» Your objective
All of the entries must be reproduced exactly, with no images carried over.

** START Task data **

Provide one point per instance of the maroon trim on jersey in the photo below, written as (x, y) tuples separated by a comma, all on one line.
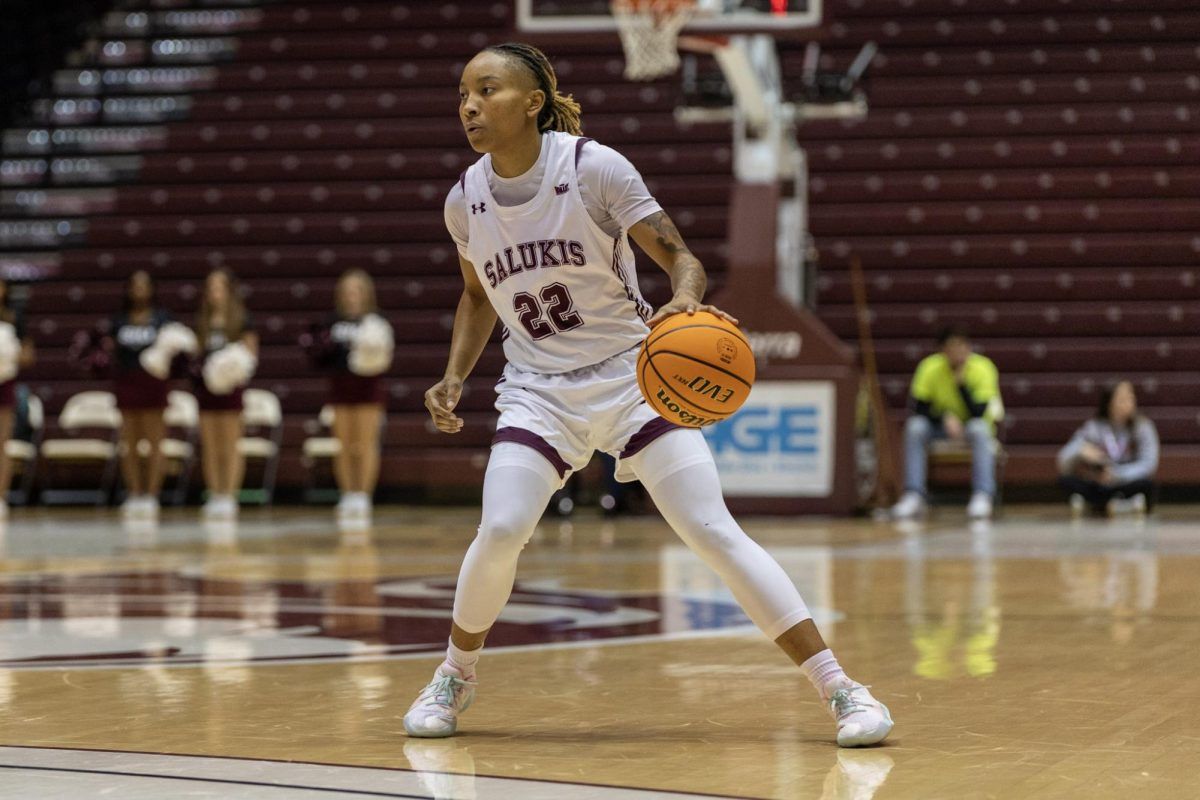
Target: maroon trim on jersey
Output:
[(531, 439), (579, 149), (648, 433)]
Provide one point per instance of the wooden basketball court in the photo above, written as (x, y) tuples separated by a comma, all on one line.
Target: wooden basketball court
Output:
[(1031, 657)]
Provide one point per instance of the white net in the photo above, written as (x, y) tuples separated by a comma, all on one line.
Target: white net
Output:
[(649, 34)]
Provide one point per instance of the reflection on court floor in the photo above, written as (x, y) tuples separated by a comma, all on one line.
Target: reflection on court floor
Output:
[(276, 657)]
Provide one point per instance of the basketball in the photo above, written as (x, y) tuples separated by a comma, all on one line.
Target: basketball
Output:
[(695, 370)]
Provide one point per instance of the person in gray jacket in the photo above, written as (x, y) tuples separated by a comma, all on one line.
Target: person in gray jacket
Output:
[(1110, 462)]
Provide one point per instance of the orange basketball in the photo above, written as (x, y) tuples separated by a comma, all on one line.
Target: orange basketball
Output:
[(695, 370)]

** END Task data **

» Solved problem
Provide one point per instance of the maroon trim on jersey in the photo below, written as (x, y) tuples separated by a comma, all on one line.
Target: maroon trim on jersey
Output:
[(531, 439), (579, 149), (648, 433)]
Provide one point per instance of the wooden basketball court in the photo above, written as (x, y) tuples separated by a comma, all on one line.
Target: wooden basketball court
Output:
[(1031, 657)]
Provide one point per instance of the white net in the photo above, written as (x, y) tuples separated by a comma, all on one line.
Target: white net
Output:
[(649, 34)]
Provide one point per instance of the reflection on court floor in the photo above, written as (x, y) tuples separated by a comma, all on one line.
Target: reflection on court floor
Output:
[(276, 657)]
Provide one point per instance of the basketball in the photo above, written as (x, y) tuples separated by a comma, all on one line.
Target: basketball
Output:
[(695, 370)]
Provide one point per instance of the person in gray jacket in the photo above, written as (x, y) tuples separated by a comma, all on one line.
Target: person in gray jacket
Output:
[(1110, 462)]
Provide one point per instance of the orange basketball in the photo above, written as (x, y) tuples separated by a comma, all on one line.
Target: orange basketball
Output:
[(695, 370)]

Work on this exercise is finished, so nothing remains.